### Records to process:
#####

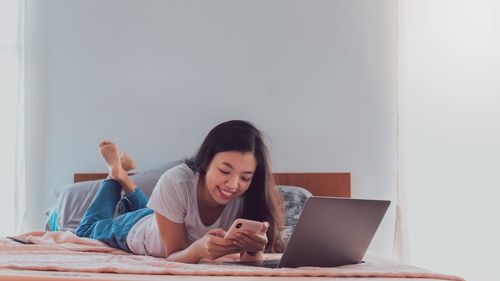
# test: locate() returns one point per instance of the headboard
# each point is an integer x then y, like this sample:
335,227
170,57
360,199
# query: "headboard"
319,184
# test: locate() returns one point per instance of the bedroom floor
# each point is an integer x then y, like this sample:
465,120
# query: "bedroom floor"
18,275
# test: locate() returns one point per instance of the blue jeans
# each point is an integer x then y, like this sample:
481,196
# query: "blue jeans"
98,222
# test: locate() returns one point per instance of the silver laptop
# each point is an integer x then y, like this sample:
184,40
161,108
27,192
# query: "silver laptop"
330,232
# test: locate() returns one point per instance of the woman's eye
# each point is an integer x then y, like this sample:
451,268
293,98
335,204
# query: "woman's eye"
224,172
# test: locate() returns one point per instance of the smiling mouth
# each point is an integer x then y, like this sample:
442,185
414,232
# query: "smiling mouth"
225,194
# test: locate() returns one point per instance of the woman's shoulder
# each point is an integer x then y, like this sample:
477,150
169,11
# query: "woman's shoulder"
178,174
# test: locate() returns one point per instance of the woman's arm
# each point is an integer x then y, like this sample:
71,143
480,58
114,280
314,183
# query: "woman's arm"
211,246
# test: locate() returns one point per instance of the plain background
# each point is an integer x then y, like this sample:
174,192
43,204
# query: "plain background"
318,77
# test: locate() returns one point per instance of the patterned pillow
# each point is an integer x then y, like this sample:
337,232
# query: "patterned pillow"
294,198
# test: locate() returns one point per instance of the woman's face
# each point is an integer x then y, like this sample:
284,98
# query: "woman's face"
229,175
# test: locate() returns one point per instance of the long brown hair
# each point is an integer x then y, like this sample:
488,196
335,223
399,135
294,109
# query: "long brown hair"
262,200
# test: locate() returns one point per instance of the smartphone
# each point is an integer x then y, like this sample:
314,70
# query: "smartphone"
242,224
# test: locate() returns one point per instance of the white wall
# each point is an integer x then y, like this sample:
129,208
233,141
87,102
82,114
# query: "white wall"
319,77
450,134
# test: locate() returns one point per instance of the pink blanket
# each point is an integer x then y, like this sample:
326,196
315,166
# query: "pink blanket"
63,251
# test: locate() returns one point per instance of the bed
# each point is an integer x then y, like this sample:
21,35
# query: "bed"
52,251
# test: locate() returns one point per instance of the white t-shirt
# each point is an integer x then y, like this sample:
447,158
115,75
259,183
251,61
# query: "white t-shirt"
175,198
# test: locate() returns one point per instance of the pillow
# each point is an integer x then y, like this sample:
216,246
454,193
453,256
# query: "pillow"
294,199
73,200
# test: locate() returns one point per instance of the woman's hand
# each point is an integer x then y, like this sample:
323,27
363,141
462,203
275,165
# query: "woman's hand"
213,245
252,243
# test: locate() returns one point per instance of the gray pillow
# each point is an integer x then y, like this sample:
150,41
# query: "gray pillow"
294,199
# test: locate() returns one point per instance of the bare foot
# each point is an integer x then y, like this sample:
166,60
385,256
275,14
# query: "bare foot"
128,163
110,153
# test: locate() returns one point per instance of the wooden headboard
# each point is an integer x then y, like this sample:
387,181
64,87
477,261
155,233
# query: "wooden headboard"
319,184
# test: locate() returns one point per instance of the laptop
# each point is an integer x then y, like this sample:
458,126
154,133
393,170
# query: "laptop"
331,231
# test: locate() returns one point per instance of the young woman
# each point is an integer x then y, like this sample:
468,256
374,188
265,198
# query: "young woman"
193,204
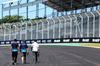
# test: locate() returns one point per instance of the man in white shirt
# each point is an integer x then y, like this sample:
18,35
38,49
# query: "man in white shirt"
35,50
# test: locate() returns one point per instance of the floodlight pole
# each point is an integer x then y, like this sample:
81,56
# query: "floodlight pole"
18,12
2,13
27,11
9,11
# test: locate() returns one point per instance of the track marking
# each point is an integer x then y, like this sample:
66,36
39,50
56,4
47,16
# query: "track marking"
79,57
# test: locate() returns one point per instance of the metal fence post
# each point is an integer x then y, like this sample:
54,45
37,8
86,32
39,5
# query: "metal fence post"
10,32
53,28
26,31
31,31
64,27
93,24
81,25
59,26
36,29
99,21
48,28
42,28
87,25
20,32
4,30
70,26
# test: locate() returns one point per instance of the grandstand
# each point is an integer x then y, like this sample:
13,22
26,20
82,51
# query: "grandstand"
77,25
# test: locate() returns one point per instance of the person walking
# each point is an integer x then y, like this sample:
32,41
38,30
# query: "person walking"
35,50
14,51
24,50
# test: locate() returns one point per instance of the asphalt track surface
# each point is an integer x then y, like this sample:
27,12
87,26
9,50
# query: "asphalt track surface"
55,56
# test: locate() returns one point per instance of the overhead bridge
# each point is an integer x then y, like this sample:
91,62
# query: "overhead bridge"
68,5
23,5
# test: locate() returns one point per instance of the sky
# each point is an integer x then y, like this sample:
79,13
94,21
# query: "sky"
32,10
22,11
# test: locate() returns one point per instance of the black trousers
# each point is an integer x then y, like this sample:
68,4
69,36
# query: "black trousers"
14,56
36,56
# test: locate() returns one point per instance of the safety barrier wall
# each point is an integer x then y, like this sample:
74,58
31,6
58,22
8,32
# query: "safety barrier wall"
62,40
71,26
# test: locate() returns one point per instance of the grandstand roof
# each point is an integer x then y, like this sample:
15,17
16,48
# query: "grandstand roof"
68,5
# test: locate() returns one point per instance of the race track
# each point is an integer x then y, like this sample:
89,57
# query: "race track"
56,56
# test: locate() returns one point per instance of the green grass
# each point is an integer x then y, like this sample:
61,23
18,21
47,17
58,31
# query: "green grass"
66,44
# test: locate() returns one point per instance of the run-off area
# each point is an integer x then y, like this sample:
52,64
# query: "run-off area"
55,56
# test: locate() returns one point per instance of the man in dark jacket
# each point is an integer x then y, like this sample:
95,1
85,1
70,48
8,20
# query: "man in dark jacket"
24,50
14,51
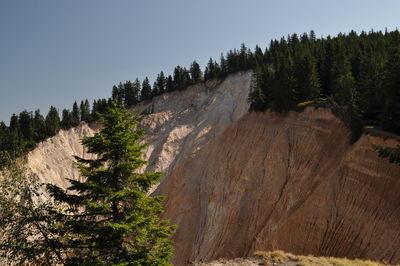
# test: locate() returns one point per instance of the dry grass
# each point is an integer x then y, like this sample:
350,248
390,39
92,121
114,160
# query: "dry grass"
282,258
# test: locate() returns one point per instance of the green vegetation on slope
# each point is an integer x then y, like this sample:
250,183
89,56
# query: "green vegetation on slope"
108,219
359,73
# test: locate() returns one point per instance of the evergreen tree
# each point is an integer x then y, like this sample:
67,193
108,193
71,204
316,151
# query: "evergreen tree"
390,119
26,126
161,83
136,90
52,122
343,86
112,219
155,91
66,121
146,90
40,126
195,72
76,115
85,111
306,75
169,85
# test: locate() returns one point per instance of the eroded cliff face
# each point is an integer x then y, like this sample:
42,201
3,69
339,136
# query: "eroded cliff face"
52,160
289,182
238,182
177,124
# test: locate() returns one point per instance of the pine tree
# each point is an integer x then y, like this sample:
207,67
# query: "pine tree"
112,219
85,111
130,99
52,122
146,90
40,126
26,126
195,72
169,85
137,87
161,83
76,115
66,120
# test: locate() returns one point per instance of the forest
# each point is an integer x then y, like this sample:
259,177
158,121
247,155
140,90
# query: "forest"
357,74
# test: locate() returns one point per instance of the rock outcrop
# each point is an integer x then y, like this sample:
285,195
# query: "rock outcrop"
52,160
291,182
238,182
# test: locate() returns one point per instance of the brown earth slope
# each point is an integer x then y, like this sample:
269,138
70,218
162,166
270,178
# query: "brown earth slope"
239,182
286,182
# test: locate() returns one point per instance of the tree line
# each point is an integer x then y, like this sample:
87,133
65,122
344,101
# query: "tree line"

#####

### Request:
Put every line of the listing above into a JSON list of strings, one string per line, leaving out blank lines and the pictures.

### Reply:
[
  "# test: locate() returns one point per instance of the headboard",
  "# each point is an integer x then y, like this sample:",
  "335,227",
  "170,57",
  "360,199",
  "# query: \"headboard\"",
  "319,184",
  "# test: locate() returns one point per instance of the bedroom floor",
  "# each point is an integer x then y, like this sample:",
  "465,120",
  "# query: \"bedroom floor\"",
  "18,275",
  "# test: locate() returns one point per instance of the blue jeans",
  "# each point is an integer x then y, like this sample:",
  "481,196",
  "# query: \"blue jeans\"",
  "98,222",
  "# test: locate() returns one point per instance of the silver laptop",
  "# each point is an integer x then y, like this sample:",
  "184,40",
  "161,108",
  "27,192",
  "# query: \"silver laptop\"",
  "330,232",
  "# test: locate() returns one point per instance of the woman's eye",
  "# each point is an integer x then y, like this sample:",
  "451,268",
  "293,98",
  "335,204",
  "# query: \"woman's eye\"",
  "224,172",
  "# test: locate() returns one point per instance of the smiling mouth",
  "# each point is an integer x then y, like this sample:",
  "442,185",
  "414,232",
  "# query: \"smiling mouth\"",
  "225,194",
  "# test: locate() returns one point per instance of the woman's shoulder",
  "# each point is an integer x then y, like this sample:",
  "477,150",
  "169,11",
  "# query: \"woman's shoulder\"",
  "178,174",
  "# test: locate() returns one point per instance of the woman's arm",
  "# each point is an integer x then y, like this sample:",
  "71,143",
  "480,58",
  "114,280",
  "314,183",
  "# query: \"woman's arm\"",
  "211,246",
  "# test: locate() returns one point per instance of the plain background",
  "# each point is an integer x then y, like this sample:",
  "174,192",
  "43,204",
  "# query: \"plain background\"",
  "318,77",
  "# test: locate() returns one point per instance of the patterned pillow",
  "# each point is an integer x then y, like this sample:",
  "337,232",
  "# query: \"patterned pillow\"",
  "294,198",
  "# test: locate() returns one point per instance of the woman's face",
  "# each point is an integer x then y, like this sample:",
  "284,98",
  "# query: \"woman's face\"",
  "229,175",
  "# test: locate() returns one point per instance of the long brown hair",
  "# each point is an integer x then y, like this sample:",
  "488,196",
  "335,223",
  "399,135",
  "294,109",
  "# query: \"long brown hair\"",
  "262,200",
  "# test: locate() returns one point per instance of the smartphone",
  "# each point is an integer x then y, like this sample:",
  "314,70",
  "# query: \"smartphone\"",
  "242,224",
  "# test: locate() returns one point per instance of the white wall",
  "# each point is an integer x then y, like this sample:",
  "129,208",
  "233,141",
  "87,102",
  "82,114",
  "# query: \"white wall\"",
  "319,77",
  "450,134",
  "# test: locate() returns one point per instance of the pink blanket",
  "# each point is an integer x then y, like this sample:",
  "326,196",
  "315,166",
  "# query: \"pink blanket\"",
  "63,251",
  "# test: locate() returns one point per instance of the bed",
  "# each point is an integer x then y, like this sample:",
  "21,35",
  "# query: \"bed\"",
  "52,251",
  "# test: locate() returns one point per instance of the white t-shirt",
  "# each point is an integer x then y, like this sample:",
  "447,158",
  "115,75",
  "259,183",
  "251,61",
  "# query: \"white t-shirt\"",
  "175,198",
  "# test: locate() returns one point per instance of the pillow",
  "# each point is an integer x then y, like this sample:",
  "216,246",
  "454,193",
  "453,256",
  "# query: \"pillow\"",
  "294,199",
  "73,200",
  "# test: locate() returns one point per instance of the woman's hand",
  "# each point is an integer x then y, like this sample:",
  "323,27",
  "363,141",
  "462,203",
  "275,165",
  "# query: \"woman's hand\"",
  "213,245",
  "252,243",
  "# test: locate() returns one point per instance of the gray pillow",
  "# each point is an integer x then y, like this sample:",
  "150,41",
  "# query: \"gray pillow\"",
  "294,199",
  "# test: locate() returns one point per instance of the bare foot",
  "# each point is an integer x then y, like this sample:",
  "166,60",
  "385,256",
  "275,14",
  "# query: \"bare foot\"",
  "128,163",
  "110,153",
  "# test: locate() returns one point per instance of the wooden headboard",
  "# each point is an integer x then y, like this sample:",
  "387,181",
  "64,87",
  "477,261",
  "155,233",
  "# query: \"wooden headboard\"",
  "319,184",
  "# test: locate() returns one point per instance of the laptop",
  "# each point is an integer x then y, like this sample:",
  "458,126",
  "154,133",
  "393,170",
  "# query: \"laptop\"",
  "331,231",
  "# test: locate() returns one point per instance of the young woman",
  "# each point is an integer x then y, like this sample:",
  "468,256",
  "374,188",
  "265,198",
  "# query: \"young woman\"",
  "193,204",
  "# test: locate() returns one point per instance of the man in white shirt",
  "# each point is an integer x then y, like this sample:",
  "18,35",
  "38,49",
  "# query: \"man in white shirt\"",
  "35,50",
  "# test: locate() returns one point per instance of the floodlight pole",
  "# each point is an integer x then y, like this sample:",
  "81,56",
  "# query: \"floodlight pole\"",
  "18,12",
  "2,13",
  "27,11",
  "9,11",
  "# test: locate() returns one point per instance of the track marking",
  "# each point is an integer x then y, like this sample:",
  "66,36",
  "39,50",
  "56,4",
  "47,16",
  "# query: \"track marking\"",
  "79,57",
  "# test: locate() returns one point per instance of the metal fence post",
  "# each point is an integer x then y, like this sample:",
  "54,45",
  "37,8",
  "86,32",
  "39,5",
  "# query: \"metal fence post\"",
  "10,32",
  "53,28",
  "26,31",
  "31,31",
  "64,27",
  "93,24",
  "81,25",
  "59,26",
  "36,29",
  "99,21",
  "48,28",
  "42,28",
  "87,25",
  "20,32",
  "4,30",
  "70,26",
  "# test: locate() returns one point per instance of the grandstand",
  "# each point is an integer x then y, like this sample:",
  "13,22",
  "26,20",
  "82,51",
  "# query: \"grandstand\"",
  "77,25",
  "# test: locate() returns one point per instance of the person walking",
  "# each point is an integer x then y, like this sample:",
  "32,41",
  "38,30",
  "# query: \"person walking\"",
  "35,50",
  "14,51",
  "24,50",
  "# test: locate() returns one point per instance of the asphalt track surface",
  "# each point is an integer x then y, like this sample:",
  "27,12",
  "87,26",
  "9,50",
  "# query: \"asphalt track surface\"",
  "55,56",
  "# test: locate() returns one point per instance of the overhead bridge",
  "# each point is an integer x then y, like this sample:",
  "91,62",
  "# query: \"overhead bridge\"",
  "68,5",
  "23,5",
  "# test: locate() returns one point per instance of the sky",
  "# each point is an integer x then y, like this sample:",
  "79,13",
  "94,21",
  "# query: \"sky\"",
  "32,10",
  "22,11",
  "# test: locate() returns one point per instance of the black trousers",
  "# each point is an integer x then y, like this sample:",
  "68,4",
  "69,36",
  "# query: \"black trousers\"",
  "14,56",
  "36,56",
  "# test: locate() returns one point per instance of the safety barrier wall",
  "# each point is an integer x then y, like this sample:",
  "74,58",
  "31,6",
  "58,22",
  "8,32",
  "# query: \"safety barrier wall\"",
  "62,40",
  "71,26",
  "# test: locate() returns one point per instance of the grandstand roof",
  "# each point is an integer x then y, like this sample:",
  "15,17",
  "16,48",
  "# query: \"grandstand roof\"",
  "68,5",
  "# test: locate() returns one point per instance of the race track",
  "# each point is an integer x then y, like this sample:",
  "89,57",
  "# query: \"race track\"",
  "56,56",
  "# test: locate() returns one point per instance of the green grass",
  "# each point is an integer x then y, like this sample:",
  "61,23",
  "18,21",
  "47,17",
  "58,31",
  "# query: \"green grass\"",
  "66,44",
  "# test: locate() returns one point per instance of the run-off area",
  "# each point is an integer x then y, like this sample:",
  "52,64",
  "# query: \"run-off area\"",
  "55,56",
  "# test: locate() returns one point per instance of the man in dark jacket",
  "# each point is an integer x then y, like this sample:",
  "95,1",
  "85,1",
  "70,48",
  "8,20",
  "# query: \"man in dark jacket\"",
  "24,50",
  "14,51",
  "# test: locate() returns one point per instance of the dry grass",
  "# each point is an integer x then y, like this sample:",
  "350,248",
  "390,39",
  "92,121",
  "114,160",
  "# query: \"dry grass\"",
  "282,258",
  "# test: locate() returns one point per instance of the green vegetation on slope",
  "# each point is an integer x then y, like this sample:",
  "250,183",
  "89,56",
  "# query: \"green vegetation on slope\"",
  "108,219",
  "359,73",
  "# test: locate() returns one point per instance of the evergreen tree",
  "# each point is an integer x then y, like this sample:",
  "67,193",
  "108,193",
  "71,204",
  "316,151",
  "# query: \"evergreen tree\"",
  "390,119",
  "26,126",
  "161,83",
  "136,90",
  "52,122",
  "343,86",
  "112,219",
  "155,91",
  "66,121",
  "146,90",
  "40,126",
  "195,72",
  "76,115",
  "85,111",
  "306,75",
  "169,85",
  "# test: locate() returns one point per instance of the eroded cliff face",
  "# each point is an integer x then y, like this sample:",
  "42,201",
  "3,69",
  "339,136",
  "# query: \"eroded cliff face\"",
  "52,160",
  "289,182",
  "238,182",
  "177,124",
  "# test: locate() returns one point per instance of the pine tree",
  "# each point is an integer x then y, like this sample:",
  "207,67",
  "# query: \"pine tree\"",
  "112,219",
  "85,111",
  "130,99",
  "52,122",
  "146,90",
  "40,126",
  "26,126",
  "195,72",
  "169,85",
  "137,87",
  "161,83",
  "76,115",
  "66,120",
  "# test: locate() returns one point per instance of the forest",
  "# each point is an integer x then y, like this sample:",
  "259,177",
  "158,121",
  "247,155",
  "140,90",
  "# query: \"forest\"",
  "357,74",
  "# test: locate() returns one point per instance of the rock outcrop",
  "# each point is an integer x then y, like this sample:",
  "285,195",
  "# query: \"rock outcrop\"",
  "52,160",
  "291,182",
  "238,182",
  "# test: locate() returns one point per instance of the brown earth slope",
  "# each point is an integer x then y, like this sample:",
  "269,138",
  "70,218",
  "162,166",
  "270,178",
  "# query: \"brown earth slope\"",
  "239,182",
  "286,182",
  "# test: locate() returns one point per instance of the tree line",
  "# each point is an integer x then y, like this sample:",
  "87,133",
  "65,122",
  "344,101",
  "# query: \"tree line\""
]